* _Brief_
From the records below, copy out every line that contains the word "street".

* _Material for the task_
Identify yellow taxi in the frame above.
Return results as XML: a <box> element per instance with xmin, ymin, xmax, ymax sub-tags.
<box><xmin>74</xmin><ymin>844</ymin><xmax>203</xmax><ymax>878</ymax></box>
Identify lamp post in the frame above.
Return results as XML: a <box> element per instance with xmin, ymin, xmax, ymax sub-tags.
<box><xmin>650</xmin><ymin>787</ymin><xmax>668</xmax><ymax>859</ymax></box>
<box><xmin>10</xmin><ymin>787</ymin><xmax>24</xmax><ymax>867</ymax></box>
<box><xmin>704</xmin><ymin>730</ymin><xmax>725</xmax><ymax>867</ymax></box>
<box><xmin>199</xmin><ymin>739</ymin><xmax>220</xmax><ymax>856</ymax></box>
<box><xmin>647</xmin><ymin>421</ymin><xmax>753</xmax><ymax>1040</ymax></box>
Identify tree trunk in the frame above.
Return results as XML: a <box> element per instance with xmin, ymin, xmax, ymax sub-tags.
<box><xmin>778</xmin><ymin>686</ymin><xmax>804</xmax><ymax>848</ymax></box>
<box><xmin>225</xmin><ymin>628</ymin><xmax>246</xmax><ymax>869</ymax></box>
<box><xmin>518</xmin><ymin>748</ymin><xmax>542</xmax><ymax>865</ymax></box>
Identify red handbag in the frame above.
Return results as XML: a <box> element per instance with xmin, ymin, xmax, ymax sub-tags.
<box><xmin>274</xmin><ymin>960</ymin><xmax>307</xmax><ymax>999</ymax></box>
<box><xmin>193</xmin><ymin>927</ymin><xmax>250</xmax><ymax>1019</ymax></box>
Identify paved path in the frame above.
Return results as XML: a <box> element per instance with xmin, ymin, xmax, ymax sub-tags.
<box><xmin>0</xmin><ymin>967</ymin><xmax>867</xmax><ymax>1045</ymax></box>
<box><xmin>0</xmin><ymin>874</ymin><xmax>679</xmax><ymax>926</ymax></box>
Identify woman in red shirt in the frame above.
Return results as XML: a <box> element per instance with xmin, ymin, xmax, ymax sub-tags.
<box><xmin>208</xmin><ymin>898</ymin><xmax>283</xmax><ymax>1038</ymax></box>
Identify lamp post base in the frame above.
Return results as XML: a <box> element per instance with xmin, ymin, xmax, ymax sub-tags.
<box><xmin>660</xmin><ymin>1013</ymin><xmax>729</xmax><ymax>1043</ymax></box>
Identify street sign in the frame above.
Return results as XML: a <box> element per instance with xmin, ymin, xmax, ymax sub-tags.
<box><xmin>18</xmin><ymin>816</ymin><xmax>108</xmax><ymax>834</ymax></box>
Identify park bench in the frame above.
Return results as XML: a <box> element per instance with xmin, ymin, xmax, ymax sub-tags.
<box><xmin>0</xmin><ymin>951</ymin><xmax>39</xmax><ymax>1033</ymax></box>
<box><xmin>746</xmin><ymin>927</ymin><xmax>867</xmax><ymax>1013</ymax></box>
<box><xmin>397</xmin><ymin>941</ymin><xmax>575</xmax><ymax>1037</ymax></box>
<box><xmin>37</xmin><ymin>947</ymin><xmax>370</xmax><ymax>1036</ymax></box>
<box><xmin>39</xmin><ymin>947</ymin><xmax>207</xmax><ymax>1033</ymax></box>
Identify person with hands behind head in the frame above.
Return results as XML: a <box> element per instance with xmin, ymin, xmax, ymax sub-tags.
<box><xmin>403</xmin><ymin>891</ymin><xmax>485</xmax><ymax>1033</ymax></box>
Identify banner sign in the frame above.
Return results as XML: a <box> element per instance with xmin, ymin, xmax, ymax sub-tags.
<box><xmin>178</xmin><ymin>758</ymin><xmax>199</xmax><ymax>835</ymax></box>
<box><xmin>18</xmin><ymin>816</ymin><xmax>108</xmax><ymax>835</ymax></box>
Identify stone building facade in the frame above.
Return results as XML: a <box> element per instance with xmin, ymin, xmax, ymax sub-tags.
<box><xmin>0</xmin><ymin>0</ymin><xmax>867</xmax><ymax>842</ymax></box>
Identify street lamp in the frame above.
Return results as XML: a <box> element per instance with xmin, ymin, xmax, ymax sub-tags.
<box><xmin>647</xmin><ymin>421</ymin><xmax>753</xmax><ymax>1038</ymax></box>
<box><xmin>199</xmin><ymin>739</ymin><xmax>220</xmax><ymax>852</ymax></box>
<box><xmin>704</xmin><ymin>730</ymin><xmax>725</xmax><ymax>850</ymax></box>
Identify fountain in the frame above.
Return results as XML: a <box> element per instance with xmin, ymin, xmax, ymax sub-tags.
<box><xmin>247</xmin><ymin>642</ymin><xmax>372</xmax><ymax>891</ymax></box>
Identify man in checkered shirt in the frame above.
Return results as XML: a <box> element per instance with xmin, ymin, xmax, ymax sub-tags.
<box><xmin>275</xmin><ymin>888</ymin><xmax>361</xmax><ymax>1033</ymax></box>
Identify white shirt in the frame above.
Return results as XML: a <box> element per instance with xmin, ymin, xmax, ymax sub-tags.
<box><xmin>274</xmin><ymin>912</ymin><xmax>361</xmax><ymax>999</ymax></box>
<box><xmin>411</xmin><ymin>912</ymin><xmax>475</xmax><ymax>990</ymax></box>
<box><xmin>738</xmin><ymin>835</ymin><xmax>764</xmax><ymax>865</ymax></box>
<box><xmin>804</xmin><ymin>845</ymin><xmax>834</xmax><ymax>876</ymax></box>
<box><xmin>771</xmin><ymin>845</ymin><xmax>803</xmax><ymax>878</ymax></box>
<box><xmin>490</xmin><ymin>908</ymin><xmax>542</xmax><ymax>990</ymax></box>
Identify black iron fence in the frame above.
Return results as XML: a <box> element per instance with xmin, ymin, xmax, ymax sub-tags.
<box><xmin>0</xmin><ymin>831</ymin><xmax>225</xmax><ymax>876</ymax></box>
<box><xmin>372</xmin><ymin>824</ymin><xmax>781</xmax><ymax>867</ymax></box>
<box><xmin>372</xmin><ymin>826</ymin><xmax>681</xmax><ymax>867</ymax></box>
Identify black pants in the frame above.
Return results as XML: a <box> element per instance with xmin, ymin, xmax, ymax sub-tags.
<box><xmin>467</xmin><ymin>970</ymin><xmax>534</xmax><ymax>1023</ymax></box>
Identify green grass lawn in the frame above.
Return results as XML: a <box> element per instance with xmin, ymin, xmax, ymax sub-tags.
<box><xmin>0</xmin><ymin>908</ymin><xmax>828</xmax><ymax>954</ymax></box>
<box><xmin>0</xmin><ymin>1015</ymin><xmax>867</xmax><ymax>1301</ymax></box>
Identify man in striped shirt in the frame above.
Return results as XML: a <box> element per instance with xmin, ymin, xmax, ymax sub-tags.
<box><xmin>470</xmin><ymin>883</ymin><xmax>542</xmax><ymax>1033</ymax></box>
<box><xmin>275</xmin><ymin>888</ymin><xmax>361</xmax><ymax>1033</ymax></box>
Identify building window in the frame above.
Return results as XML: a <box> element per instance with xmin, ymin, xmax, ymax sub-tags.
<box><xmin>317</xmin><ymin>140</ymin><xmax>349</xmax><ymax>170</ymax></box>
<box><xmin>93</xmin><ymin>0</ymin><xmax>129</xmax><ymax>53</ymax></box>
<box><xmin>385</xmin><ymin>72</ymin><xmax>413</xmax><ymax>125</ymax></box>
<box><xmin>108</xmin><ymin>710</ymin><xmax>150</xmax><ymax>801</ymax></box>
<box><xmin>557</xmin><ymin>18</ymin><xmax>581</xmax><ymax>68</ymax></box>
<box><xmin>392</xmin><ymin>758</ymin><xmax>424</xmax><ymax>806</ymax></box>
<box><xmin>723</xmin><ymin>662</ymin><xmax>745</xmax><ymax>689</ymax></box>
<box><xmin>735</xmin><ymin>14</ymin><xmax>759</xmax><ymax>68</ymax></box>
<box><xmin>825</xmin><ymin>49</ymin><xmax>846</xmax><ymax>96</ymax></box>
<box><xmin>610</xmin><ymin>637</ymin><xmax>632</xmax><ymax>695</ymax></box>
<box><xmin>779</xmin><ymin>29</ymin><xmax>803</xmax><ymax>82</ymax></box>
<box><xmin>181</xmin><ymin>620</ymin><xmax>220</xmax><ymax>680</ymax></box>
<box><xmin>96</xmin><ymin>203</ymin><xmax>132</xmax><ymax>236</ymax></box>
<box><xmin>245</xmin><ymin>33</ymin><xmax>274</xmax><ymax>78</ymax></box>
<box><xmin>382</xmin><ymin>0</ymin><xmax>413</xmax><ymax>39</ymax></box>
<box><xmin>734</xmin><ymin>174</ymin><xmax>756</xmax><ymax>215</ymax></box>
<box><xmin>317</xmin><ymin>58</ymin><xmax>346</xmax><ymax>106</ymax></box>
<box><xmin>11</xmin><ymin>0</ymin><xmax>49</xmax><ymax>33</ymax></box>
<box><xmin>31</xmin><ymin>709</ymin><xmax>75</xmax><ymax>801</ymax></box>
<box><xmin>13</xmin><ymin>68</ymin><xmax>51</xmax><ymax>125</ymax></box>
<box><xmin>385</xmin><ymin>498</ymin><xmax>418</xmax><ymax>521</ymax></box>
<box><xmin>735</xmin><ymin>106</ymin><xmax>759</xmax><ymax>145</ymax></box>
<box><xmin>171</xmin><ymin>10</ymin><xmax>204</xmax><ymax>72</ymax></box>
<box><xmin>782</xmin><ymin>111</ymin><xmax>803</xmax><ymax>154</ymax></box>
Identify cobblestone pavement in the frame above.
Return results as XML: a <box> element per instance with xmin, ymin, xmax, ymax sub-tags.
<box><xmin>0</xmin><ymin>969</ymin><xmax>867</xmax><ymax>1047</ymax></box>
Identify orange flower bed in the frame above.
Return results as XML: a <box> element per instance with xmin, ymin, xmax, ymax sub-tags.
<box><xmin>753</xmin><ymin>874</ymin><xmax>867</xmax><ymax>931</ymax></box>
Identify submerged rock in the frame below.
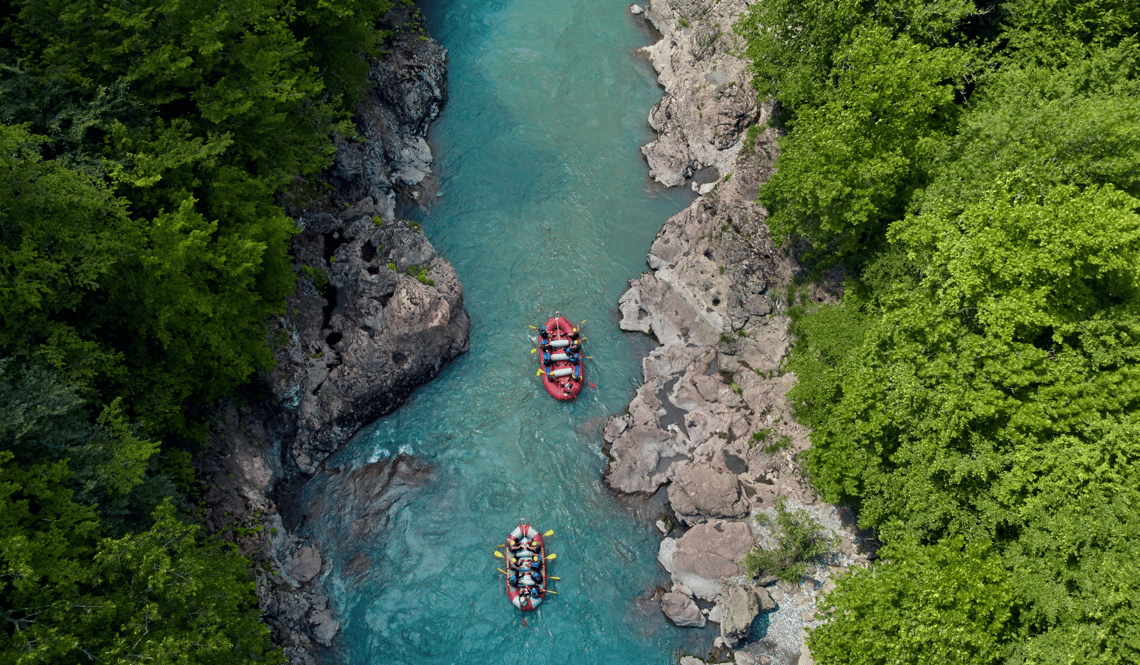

* _Response to the task_
Identify street sign in the frame above.
Identify street lamp in the frame above.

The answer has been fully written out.